_WRITTEN TASK_.
Copy out every line of the material below that contains the word "glass", with case counting.

_ENTRIES_.
++++++

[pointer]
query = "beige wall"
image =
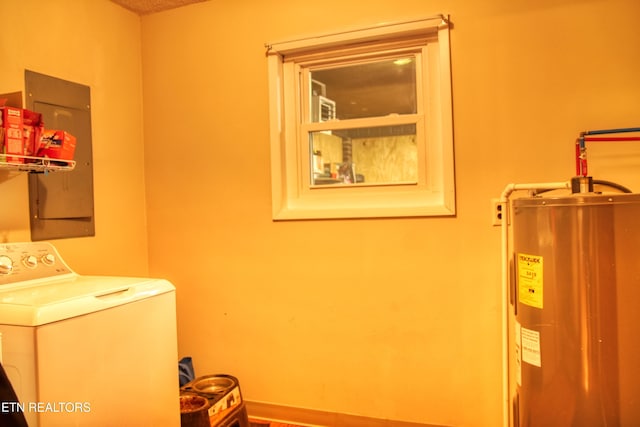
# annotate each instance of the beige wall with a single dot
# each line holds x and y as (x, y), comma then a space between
(396, 318)
(94, 43)
(388, 318)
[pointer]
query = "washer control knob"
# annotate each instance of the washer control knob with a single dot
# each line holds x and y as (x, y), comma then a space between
(48, 259)
(30, 261)
(6, 264)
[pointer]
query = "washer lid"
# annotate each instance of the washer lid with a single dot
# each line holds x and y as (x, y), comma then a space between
(56, 300)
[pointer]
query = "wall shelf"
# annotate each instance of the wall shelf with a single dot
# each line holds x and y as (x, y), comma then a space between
(37, 164)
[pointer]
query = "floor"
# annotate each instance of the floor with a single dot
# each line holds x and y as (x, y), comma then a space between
(255, 422)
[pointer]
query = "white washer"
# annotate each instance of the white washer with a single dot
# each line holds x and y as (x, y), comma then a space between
(86, 350)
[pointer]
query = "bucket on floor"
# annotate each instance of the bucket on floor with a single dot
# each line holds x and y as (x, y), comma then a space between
(226, 407)
(194, 410)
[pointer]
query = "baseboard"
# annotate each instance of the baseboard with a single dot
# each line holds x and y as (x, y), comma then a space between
(315, 418)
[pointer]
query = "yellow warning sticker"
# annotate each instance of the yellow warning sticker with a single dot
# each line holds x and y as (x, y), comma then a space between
(530, 282)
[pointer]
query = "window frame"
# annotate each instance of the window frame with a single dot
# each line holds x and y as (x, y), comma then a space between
(293, 195)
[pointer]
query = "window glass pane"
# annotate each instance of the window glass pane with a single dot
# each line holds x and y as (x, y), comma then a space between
(373, 155)
(372, 89)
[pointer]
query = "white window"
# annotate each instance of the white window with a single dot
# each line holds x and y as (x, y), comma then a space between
(361, 123)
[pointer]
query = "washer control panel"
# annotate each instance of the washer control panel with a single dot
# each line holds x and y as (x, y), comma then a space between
(21, 262)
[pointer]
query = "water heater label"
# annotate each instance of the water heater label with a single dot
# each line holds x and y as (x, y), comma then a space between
(530, 280)
(530, 347)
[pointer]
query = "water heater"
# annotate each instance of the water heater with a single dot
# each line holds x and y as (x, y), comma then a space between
(575, 329)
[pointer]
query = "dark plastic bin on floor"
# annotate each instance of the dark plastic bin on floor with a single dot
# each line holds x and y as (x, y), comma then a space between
(226, 407)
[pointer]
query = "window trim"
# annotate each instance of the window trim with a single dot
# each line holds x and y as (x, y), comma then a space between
(292, 195)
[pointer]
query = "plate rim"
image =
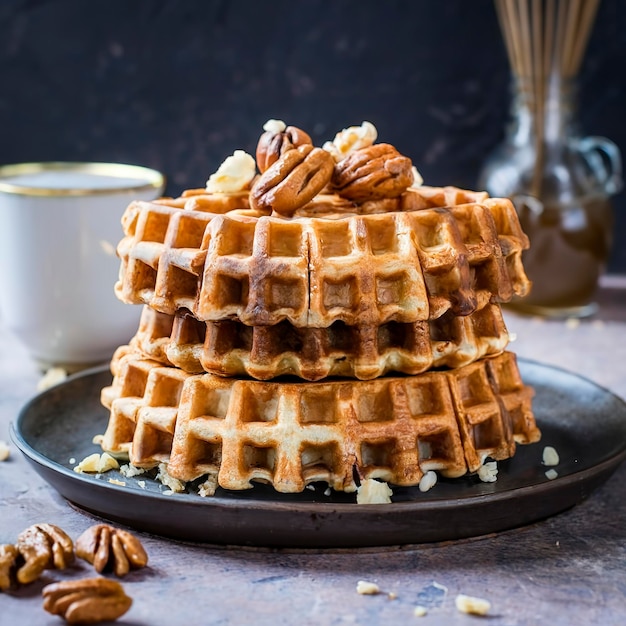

++++++

_COMPLETED EXERCISE_.
query = "window glass pane"
# annotate each instance of the window glass pane with a single dot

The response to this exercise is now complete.